Exercise requirements:
A – Write out the passage of the article on sex work in post-earthquake Haiti starting at "Sex Work Flourishes" and ending at "off the others.".
B – Continue the article on sex work in post-earthquake Haiti from the point where it stops.

Provided text:
Sex Work Flourishes In Post-Earthquake Haiti
November 5, 2010 By Julie Turkewitz
PORT-AU-PRINCE — When Shirley leaves her tent in the steep hills of Canapé Vert, she lies to preserve her dignity. As she goes, she tells her 14-year-old son that she works the late-night shift at restaurant nearby. Some nights, she does not return until 5 a.m.
She takes a rickety tap-tap taxi over the spottily paved roads in Port-au-Prince, sometimes landing in the wealthier neighborhood of Pétionville, other nights in the gritty working class zone of Carrefour. She sells her last marketable commodity—her body—and might receive $25 U.S. from a client. She might also get arrested or abused or stabbed. Since the quake, competition among prostitutes has gotten fiercer and, on occasion, the most vicious women wield razors to fend off the others.

[Referring expression pointing data]
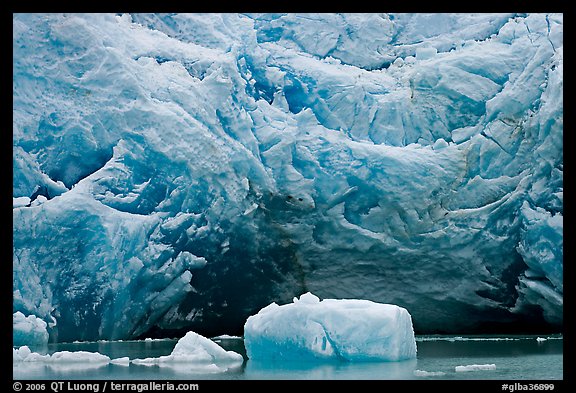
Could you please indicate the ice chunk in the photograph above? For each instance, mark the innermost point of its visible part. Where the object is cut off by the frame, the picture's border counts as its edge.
(20, 202)
(83, 358)
(345, 329)
(475, 367)
(198, 352)
(28, 330)
(123, 361)
(425, 53)
(422, 373)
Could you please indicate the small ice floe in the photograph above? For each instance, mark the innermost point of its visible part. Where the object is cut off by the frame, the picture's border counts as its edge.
(124, 361)
(422, 373)
(475, 367)
(194, 352)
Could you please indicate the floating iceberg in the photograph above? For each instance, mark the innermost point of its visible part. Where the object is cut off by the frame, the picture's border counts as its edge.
(28, 330)
(196, 353)
(344, 329)
(24, 354)
(177, 172)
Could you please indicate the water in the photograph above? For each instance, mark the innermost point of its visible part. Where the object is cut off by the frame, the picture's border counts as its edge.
(501, 358)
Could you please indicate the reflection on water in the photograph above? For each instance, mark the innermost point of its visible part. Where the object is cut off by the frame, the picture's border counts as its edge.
(514, 357)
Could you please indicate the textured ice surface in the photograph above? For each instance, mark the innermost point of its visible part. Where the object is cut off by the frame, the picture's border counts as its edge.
(343, 329)
(28, 330)
(475, 367)
(179, 172)
(196, 352)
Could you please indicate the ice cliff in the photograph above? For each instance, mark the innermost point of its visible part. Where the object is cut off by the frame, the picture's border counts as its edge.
(179, 172)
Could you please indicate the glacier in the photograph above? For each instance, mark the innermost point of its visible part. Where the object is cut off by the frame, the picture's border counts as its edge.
(177, 172)
(310, 329)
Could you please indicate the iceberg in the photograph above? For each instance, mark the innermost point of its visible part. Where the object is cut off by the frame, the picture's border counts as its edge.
(475, 367)
(177, 172)
(28, 330)
(196, 353)
(24, 354)
(342, 329)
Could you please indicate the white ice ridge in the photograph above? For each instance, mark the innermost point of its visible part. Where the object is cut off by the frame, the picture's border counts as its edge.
(475, 367)
(192, 352)
(161, 160)
(345, 329)
(24, 354)
(196, 352)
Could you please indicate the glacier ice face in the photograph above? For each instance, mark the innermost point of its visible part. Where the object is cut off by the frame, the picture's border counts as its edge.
(180, 172)
(342, 329)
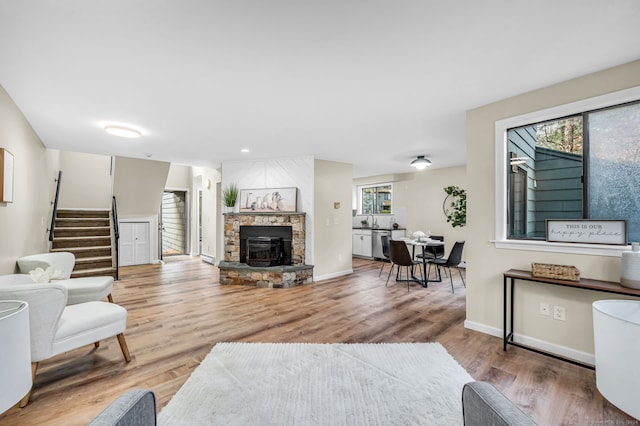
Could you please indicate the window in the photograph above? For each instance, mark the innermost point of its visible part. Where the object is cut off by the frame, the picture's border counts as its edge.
(585, 165)
(375, 199)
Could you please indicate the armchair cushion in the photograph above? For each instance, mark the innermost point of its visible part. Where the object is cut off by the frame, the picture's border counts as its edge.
(59, 261)
(80, 290)
(483, 404)
(89, 322)
(87, 289)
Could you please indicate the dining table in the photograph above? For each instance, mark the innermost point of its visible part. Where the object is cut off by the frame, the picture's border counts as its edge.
(425, 244)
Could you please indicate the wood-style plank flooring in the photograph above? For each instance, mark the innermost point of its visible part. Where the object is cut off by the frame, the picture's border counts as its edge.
(178, 311)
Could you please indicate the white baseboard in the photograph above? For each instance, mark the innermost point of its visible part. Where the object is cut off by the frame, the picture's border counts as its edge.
(333, 275)
(542, 345)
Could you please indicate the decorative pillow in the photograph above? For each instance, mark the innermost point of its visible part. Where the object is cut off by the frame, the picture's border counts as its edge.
(40, 275)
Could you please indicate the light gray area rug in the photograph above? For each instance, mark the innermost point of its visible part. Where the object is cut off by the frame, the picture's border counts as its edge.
(321, 384)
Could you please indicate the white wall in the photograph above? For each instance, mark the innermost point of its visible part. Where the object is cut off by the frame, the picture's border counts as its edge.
(24, 222)
(332, 230)
(486, 263)
(86, 181)
(209, 208)
(280, 173)
(138, 186)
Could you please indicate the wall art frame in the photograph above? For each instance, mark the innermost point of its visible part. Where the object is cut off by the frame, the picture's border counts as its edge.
(6, 176)
(587, 231)
(266, 200)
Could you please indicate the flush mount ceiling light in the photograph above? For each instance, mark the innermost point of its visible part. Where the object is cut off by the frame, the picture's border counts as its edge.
(420, 163)
(122, 131)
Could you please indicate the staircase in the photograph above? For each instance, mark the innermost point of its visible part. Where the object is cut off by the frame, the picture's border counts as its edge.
(88, 235)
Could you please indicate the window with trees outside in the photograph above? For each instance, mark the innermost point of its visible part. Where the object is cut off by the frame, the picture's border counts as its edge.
(582, 166)
(376, 199)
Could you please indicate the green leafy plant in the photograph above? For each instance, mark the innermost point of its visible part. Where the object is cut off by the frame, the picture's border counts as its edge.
(455, 206)
(230, 195)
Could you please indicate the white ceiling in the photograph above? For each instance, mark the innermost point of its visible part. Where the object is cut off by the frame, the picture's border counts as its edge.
(368, 82)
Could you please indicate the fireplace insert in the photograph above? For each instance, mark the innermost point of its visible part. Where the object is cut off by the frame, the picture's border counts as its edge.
(264, 251)
(265, 239)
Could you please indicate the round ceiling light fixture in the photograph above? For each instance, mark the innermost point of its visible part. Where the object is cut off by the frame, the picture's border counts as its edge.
(122, 131)
(420, 163)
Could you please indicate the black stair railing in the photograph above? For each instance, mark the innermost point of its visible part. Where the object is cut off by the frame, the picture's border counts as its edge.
(116, 234)
(55, 206)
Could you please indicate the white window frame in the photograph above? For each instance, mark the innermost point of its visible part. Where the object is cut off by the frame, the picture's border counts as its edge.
(501, 241)
(374, 185)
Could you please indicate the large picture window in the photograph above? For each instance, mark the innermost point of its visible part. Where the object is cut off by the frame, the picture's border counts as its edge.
(582, 166)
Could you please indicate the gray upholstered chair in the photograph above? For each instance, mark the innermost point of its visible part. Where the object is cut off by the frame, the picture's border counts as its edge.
(136, 407)
(484, 405)
(80, 290)
(56, 327)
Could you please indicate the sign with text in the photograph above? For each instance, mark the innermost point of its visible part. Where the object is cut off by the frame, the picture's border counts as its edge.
(587, 231)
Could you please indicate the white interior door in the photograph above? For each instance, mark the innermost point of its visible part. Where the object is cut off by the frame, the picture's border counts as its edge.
(135, 243)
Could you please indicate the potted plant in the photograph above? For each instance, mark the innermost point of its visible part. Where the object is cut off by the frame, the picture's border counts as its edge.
(230, 196)
(455, 206)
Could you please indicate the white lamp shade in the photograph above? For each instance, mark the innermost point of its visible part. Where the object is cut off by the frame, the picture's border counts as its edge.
(15, 353)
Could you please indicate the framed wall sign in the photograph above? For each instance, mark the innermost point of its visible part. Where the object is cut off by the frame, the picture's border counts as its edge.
(268, 200)
(6, 176)
(613, 232)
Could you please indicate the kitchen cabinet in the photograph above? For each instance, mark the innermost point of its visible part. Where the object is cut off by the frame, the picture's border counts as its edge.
(361, 239)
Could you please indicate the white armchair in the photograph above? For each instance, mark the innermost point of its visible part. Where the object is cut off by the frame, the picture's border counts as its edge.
(80, 290)
(57, 327)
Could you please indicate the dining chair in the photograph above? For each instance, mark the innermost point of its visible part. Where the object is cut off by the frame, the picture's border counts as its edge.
(384, 239)
(400, 257)
(454, 259)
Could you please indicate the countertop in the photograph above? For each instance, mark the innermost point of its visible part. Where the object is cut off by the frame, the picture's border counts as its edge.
(368, 228)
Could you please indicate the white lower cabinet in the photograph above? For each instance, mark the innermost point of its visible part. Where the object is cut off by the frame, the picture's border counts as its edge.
(361, 239)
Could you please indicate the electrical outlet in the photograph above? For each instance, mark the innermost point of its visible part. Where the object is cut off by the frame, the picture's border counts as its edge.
(559, 313)
(544, 309)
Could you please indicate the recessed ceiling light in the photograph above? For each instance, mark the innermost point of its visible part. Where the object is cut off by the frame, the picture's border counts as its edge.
(122, 131)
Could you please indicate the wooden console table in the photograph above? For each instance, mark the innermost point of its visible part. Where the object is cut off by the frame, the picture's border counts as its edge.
(586, 284)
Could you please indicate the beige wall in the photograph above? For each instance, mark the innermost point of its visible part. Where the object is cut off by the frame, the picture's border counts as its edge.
(179, 178)
(86, 181)
(24, 223)
(138, 186)
(332, 227)
(486, 263)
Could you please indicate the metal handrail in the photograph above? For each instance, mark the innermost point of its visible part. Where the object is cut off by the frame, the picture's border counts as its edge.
(116, 233)
(55, 206)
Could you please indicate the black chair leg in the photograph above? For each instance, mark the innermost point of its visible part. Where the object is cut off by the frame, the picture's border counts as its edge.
(451, 279)
(388, 276)
(381, 268)
(461, 277)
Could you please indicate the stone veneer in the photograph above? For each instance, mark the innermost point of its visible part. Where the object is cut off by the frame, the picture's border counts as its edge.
(284, 276)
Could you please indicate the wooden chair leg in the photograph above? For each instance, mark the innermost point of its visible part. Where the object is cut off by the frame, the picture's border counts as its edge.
(25, 400)
(124, 347)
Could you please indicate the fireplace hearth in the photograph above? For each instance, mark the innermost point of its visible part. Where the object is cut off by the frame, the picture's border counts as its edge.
(267, 228)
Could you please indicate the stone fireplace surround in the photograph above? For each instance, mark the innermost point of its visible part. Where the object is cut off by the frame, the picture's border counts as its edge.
(232, 272)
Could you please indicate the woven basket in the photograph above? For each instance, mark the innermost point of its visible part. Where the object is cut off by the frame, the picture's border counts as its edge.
(557, 272)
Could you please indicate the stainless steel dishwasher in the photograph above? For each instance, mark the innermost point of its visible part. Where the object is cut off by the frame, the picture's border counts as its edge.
(376, 243)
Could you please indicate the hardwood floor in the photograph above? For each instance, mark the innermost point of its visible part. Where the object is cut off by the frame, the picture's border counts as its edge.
(178, 311)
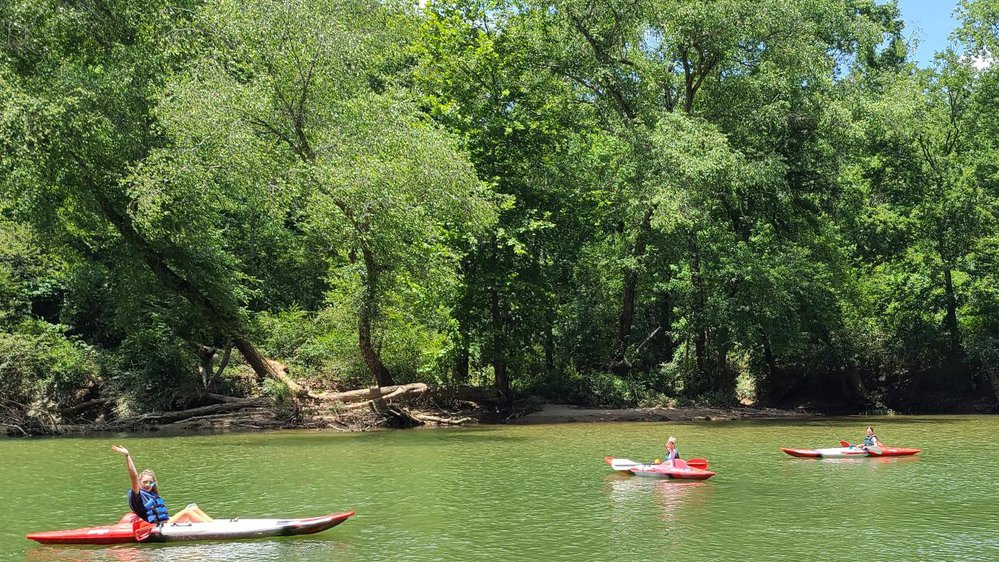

Answers per task:
A –
Sex Work Flourishes In Post-Earthquake Haiti
November 5, 2010 By Julie Turkewitz
PORT-AU-PRINCE — When Shirley leaves her tent in the steep hills of Canapé Vert, she lies to preserve her dignity. As she goes, she tells her 14-year-old son that she works the late-night shift at restaurant nearby. Some nights, she does not return until 5 a.m.
She takes a rickety tap-tap taxi over the spottily paved roads in Port-au-Prince, sometimes landing in the wealthier neighborhood of Pétionville, other nights in the gritty working class zone of Carrefour. She sells her last marketable commodity—her body—and might receive $25 U.S. from a client. She might also get arrested or abused or stabbed. Since the quake, competition among prostitutes has gotten fiercer and, on occasion, the most vicious women wield razors to fend off the others.

B –
Shirley is 38 and wears a sprig of a ponytail and small bluish bags just beneath her eyes. She had thought she left sex work behind, after several years ago she met the executive director at ANAPFEH, a grassroots Haitian group working to help women engaged in sex work.
Through the organization she acquired a loan of about $1,000 and enrolled in a week-long entrepreneurs’ course. Soon, she was traveling the long road to the Dominican Republic, buying cases of inexpensive cosmetics, and then returning to Port-au-Prince to peddle her wares from salon to salon.
She had a different look back then—more regal. She became a peer advocate at the organization, mentoring others.
Then January’s earthquake hit. Shirley lost her home and her stock of cosmetics. Her two kids, Bellanov, 14, and Karis, 4, got sick, and she lost her savings. ANAPFEH had no funding for another loan.
For Shirley, it was back to the streets.
“You don’t choose this profession,” she said. “It chooses you.”
Cholera isn’t the only ailment rearing its ugly head nearly 10 months after Haiti’s earthquake. According to multiple indicators, such as reports by human rights organizations, interviews on the streets and discussions with medical professionals in Port-au-Prince—Haitian women are turning to sex work in increasing numbers.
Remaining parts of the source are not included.